▸ **TO DO**:
Please continue the article below about the study of Ice Age mass extinctions, starting after its last sentence.
PAGE EXTRACT section start
An inter-disciplinary team from more than 40 universities around the world have put an end to the controversial single-cause theories of Ice Age mass extinctions.
Scientists have for years debated the reasons behind the Ice Age mass extinctions, which caused the loss of a third of the large mammals in Eurasia and two thirds of the large mammals in North America.
They have been arguing on whether climate change or humans are responsible for the extinctions of the large-bodied Ice Age mammals (commonly called megafauna) such as the woolly rhinoceros and woolly mammoth.
Now the study, led by Professor Eske Willerslev and his group from the Centre for GeoGenetics, University of Copenhagen, has revealed dramatically different responses of Ice Age species to climate change and human impact.
Using ancient DNA, species distribution models and the human fossil record, the findings indicated that neither climate nor humans alone could account for the Ice Age mass extinctions.
PAGE EXTRACT section end
EXCERPTED RECORDS section start
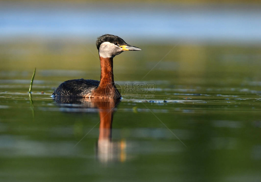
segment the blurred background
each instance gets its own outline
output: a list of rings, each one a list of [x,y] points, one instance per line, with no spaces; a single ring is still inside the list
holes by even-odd
[[[116,57],[116,82],[139,80],[162,59],[143,80],[192,75],[193,83],[221,72],[222,82],[257,81],[259,3],[1,1],[0,76],[29,79],[36,67],[36,80],[99,80],[96,41],[109,34],[143,50]]]

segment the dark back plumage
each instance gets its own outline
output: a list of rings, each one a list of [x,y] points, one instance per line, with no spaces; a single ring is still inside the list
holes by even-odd
[[[53,95],[63,97],[84,97],[97,89],[100,82],[97,80],[83,78],[67,80],[59,85]]]

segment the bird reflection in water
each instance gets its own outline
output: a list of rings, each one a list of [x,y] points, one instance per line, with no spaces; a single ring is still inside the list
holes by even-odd
[[[126,143],[124,141],[112,141],[112,128],[115,108],[119,99],[85,99],[57,97],[54,99],[59,106],[66,108],[67,112],[89,112],[86,109],[96,109],[100,114],[99,138],[96,148],[97,158],[101,162],[119,161],[126,159]]]

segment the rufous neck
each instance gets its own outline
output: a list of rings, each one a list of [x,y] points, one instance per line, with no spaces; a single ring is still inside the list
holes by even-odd
[[[113,77],[113,58],[100,57],[100,82],[99,86],[107,86],[114,83]]]

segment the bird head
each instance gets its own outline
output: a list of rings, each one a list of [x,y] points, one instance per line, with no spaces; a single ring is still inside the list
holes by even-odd
[[[129,45],[118,36],[110,34],[105,34],[98,37],[96,46],[100,56],[103,58],[113,57],[125,50],[141,50]]]

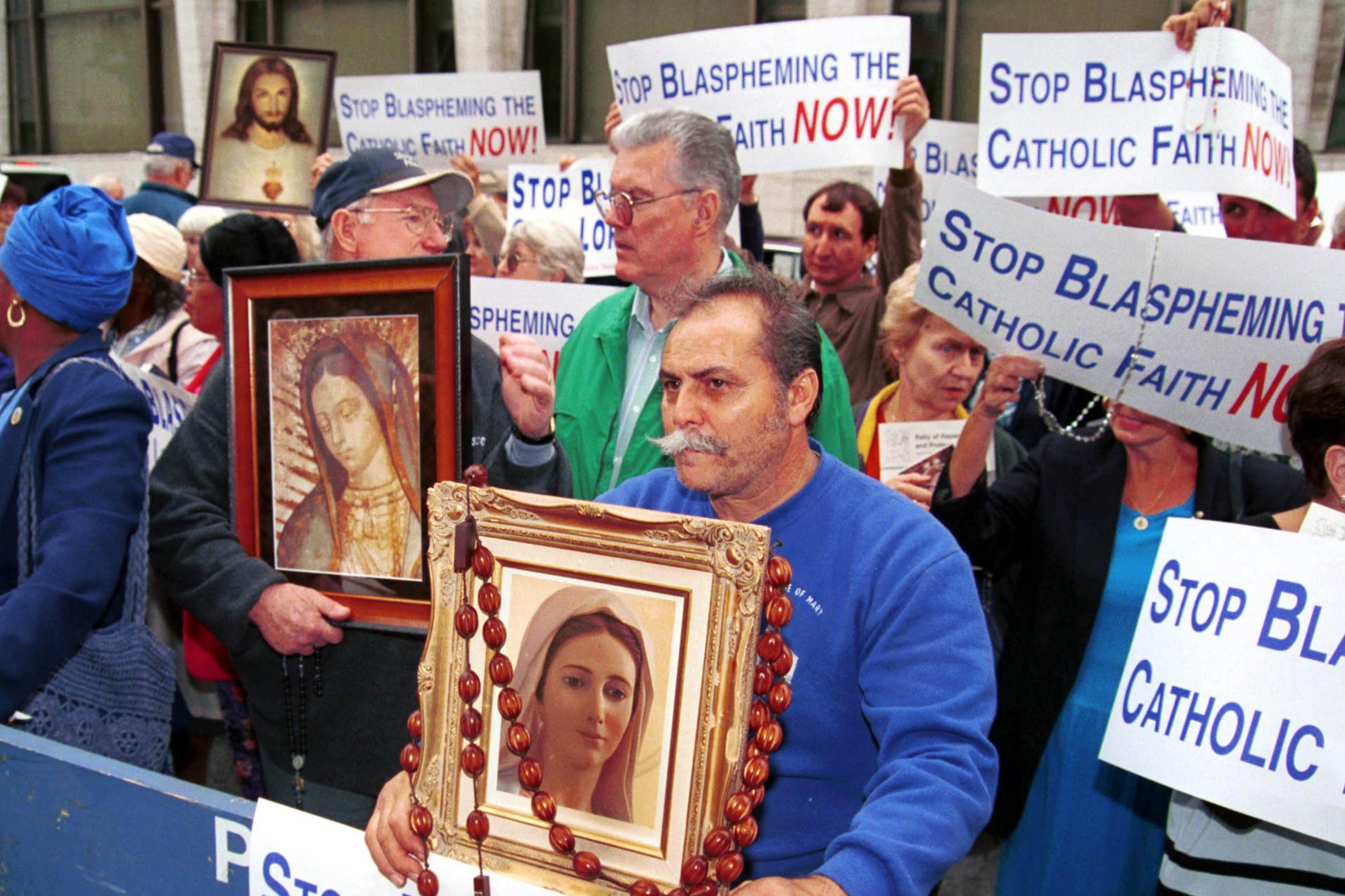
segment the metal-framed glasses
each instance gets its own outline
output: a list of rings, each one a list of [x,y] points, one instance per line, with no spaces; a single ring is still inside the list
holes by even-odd
[[[518,254],[518,250],[515,249],[514,252],[504,256],[504,270],[514,273],[515,270],[518,270],[519,265],[526,265],[527,262],[533,262],[534,265],[542,264],[537,258],[525,258],[523,256]]]
[[[632,199],[628,192],[609,192],[607,190],[600,190],[593,194],[593,204],[597,206],[597,213],[600,215],[611,218],[617,227],[629,227],[631,222],[635,219],[636,206],[659,202],[660,199],[671,199],[672,196],[685,196],[689,192],[701,192],[701,188],[689,187],[686,190],[678,190],[677,192],[666,192],[662,196],[647,196],[644,199]]]
[[[406,229],[412,231],[413,237],[424,237],[425,231],[429,230],[430,225],[438,227],[438,231],[444,234],[445,239],[453,235],[453,218],[445,217],[438,213],[426,211],[425,209],[416,209],[414,206],[406,206],[405,209],[351,209],[358,214],[397,214],[402,215],[402,223]]]

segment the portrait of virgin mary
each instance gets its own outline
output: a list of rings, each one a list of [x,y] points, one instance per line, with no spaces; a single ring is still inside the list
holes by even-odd
[[[324,336],[300,397],[317,484],[276,545],[277,566],[420,578],[420,425],[406,365],[382,339]]]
EXCERPTED RECORDS section end
▸ **EXPECTED OUTPUT**:
“Our findings put a final end to the single-cause theories of these extinctions,” said Willserslev.
The study reported that climate alone caused extinctions of woolly rhinoceros and musk ox in Eurasia, but a combination of climate and humans played a part in the loss of bison in Siberia and wild horse.
While the reindeer remain relatively unaffected by any of these factors, the reasons causes of the extinction of the mammoth remain unresolved.
The study has been published online today in the journal Nature.